■ **EXERCISE OBJECTIVE**:
Rewrite the rows below with every "pixels" replaced by "px", leaving everything else unchanged.

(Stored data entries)
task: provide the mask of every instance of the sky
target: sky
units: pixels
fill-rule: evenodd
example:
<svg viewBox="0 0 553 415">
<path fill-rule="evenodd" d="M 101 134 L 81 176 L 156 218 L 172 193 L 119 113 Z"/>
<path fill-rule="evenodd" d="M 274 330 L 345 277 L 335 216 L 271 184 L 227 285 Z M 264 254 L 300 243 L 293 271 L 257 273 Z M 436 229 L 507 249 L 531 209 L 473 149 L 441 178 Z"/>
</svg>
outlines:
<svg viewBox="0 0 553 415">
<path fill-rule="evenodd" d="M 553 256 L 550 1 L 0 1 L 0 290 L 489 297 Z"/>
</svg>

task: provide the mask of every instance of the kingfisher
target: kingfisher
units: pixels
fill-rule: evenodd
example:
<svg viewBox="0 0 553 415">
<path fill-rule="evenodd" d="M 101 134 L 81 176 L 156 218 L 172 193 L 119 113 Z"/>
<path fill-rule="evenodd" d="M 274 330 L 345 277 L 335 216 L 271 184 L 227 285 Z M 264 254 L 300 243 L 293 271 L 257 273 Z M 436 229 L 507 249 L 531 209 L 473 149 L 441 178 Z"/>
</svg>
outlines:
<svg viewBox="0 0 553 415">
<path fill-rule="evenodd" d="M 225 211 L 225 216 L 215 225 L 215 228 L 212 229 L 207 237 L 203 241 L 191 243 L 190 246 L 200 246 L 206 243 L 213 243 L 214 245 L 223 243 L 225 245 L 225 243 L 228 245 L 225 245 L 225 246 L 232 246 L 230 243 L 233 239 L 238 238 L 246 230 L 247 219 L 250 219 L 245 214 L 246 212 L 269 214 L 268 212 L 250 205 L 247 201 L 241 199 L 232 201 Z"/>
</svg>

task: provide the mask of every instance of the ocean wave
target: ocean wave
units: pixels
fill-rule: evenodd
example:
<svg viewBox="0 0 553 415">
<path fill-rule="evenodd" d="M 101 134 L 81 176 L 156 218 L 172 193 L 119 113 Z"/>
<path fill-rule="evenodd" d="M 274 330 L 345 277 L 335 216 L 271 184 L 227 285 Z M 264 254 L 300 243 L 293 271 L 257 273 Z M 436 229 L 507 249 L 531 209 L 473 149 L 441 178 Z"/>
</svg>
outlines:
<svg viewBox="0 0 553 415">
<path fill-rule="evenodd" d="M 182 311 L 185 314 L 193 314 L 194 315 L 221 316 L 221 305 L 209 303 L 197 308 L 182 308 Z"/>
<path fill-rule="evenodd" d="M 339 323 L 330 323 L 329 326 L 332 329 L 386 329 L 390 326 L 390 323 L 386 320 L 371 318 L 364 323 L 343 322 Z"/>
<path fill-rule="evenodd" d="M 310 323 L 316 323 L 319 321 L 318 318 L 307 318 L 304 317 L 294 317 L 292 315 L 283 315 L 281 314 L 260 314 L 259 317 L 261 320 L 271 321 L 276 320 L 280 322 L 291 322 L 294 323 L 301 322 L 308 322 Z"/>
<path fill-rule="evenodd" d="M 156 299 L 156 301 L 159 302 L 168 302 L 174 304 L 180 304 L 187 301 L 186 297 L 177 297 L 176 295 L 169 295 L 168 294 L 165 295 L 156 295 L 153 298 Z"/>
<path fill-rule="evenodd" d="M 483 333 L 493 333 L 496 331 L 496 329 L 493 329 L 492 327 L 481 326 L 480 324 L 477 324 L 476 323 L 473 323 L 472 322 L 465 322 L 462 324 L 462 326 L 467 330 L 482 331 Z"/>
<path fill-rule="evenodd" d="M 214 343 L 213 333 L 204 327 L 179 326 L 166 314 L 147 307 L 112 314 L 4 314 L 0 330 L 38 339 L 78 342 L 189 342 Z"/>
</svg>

■ **FULL SOLUTION**:
task: provide the mask of every instance of the sky
target: sky
units: px
fill-rule: evenodd
example:
<svg viewBox="0 0 553 415">
<path fill-rule="evenodd" d="M 101 134 L 81 176 L 156 218 L 172 193 L 119 113 Z"/>
<path fill-rule="evenodd" d="M 274 330 L 345 277 L 335 216 L 271 184 L 227 285 Z M 264 254 L 300 243 L 293 271 L 257 273 Z M 436 229 L 507 249 L 531 209 L 473 149 L 441 178 Z"/>
</svg>
outlines:
<svg viewBox="0 0 553 415">
<path fill-rule="evenodd" d="M 553 256 L 550 1 L 0 1 L 0 290 L 489 297 Z"/>
</svg>

task: provide the mask of every instance of the kingfisher
target: kingfisher
units: px
fill-rule: evenodd
example:
<svg viewBox="0 0 553 415">
<path fill-rule="evenodd" d="M 101 134 L 81 176 L 156 218 L 172 193 L 119 113 Z"/>
<path fill-rule="evenodd" d="M 274 330 L 345 277 L 335 216 L 271 184 L 227 285 Z M 264 254 L 300 243 L 293 271 L 257 273 Z M 436 229 L 507 249 L 531 209 L 473 149 L 441 178 Z"/>
</svg>
outlines:
<svg viewBox="0 0 553 415">
<path fill-rule="evenodd" d="M 225 211 L 225 216 L 215 225 L 215 228 L 212 229 L 207 237 L 203 241 L 191 243 L 190 246 L 200 246 L 206 243 L 213 243 L 214 245 L 223 243 L 225 245 L 225 243 L 228 245 L 225 245 L 225 246 L 232 246 L 230 243 L 233 239 L 238 238 L 246 230 L 247 219 L 250 219 L 245 214 L 246 212 L 269 214 L 268 212 L 250 205 L 247 201 L 241 199 L 232 201 Z"/>
</svg>

task: provide the mask of every instance of the ocean wave
target: ocean wave
units: px
fill-rule: evenodd
example:
<svg viewBox="0 0 553 415">
<path fill-rule="evenodd" d="M 101 134 L 81 176 L 156 218 L 172 193 L 119 113 Z"/>
<path fill-rule="evenodd" d="M 274 330 L 345 277 L 335 216 L 271 184 L 227 285 Z M 264 254 L 300 243 L 293 271 L 257 273 Z M 436 229 L 507 249 L 531 209 L 473 149 L 441 178 Z"/>
</svg>
outlines:
<svg viewBox="0 0 553 415">
<path fill-rule="evenodd" d="M 182 311 L 185 314 L 193 314 L 194 315 L 221 316 L 221 305 L 209 303 L 197 308 L 182 308 Z"/>
<path fill-rule="evenodd" d="M 339 323 L 330 323 L 329 326 L 332 329 L 386 329 L 390 326 L 390 323 L 386 320 L 371 318 L 364 323 L 343 322 Z"/>
<path fill-rule="evenodd" d="M 310 323 L 316 323 L 319 321 L 318 318 L 307 318 L 304 317 L 294 317 L 292 315 L 283 315 L 281 314 L 260 314 L 259 317 L 261 320 L 271 321 L 276 320 L 280 322 L 291 322 L 294 323 L 301 322 L 308 322 Z"/>
<path fill-rule="evenodd" d="M 156 299 L 156 301 L 159 302 L 168 302 L 174 304 L 180 304 L 187 301 L 186 297 L 177 297 L 176 295 L 169 295 L 168 294 L 165 295 L 156 295 L 153 298 Z"/>
<path fill-rule="evenodd" d="M 483 333 L 493 333 L 496 331 L 496 329 L 493 329 L 492 327 L 481 326 L 480 324 L 477 324 L 476 323 L 473 323 L 472 322 L 465 322 L 462 324 L 462 326 L 467 330 L 482 331 Z"/>
<path fill-rule="evenodd" d="M 214 343 L 213 333 L 204 327 L 179 326 L 166 314 L 147 307 L 112 314 L 4 314 L 0 330 L 38 339 L 78 342 L 189 342 Z"/>
</svg>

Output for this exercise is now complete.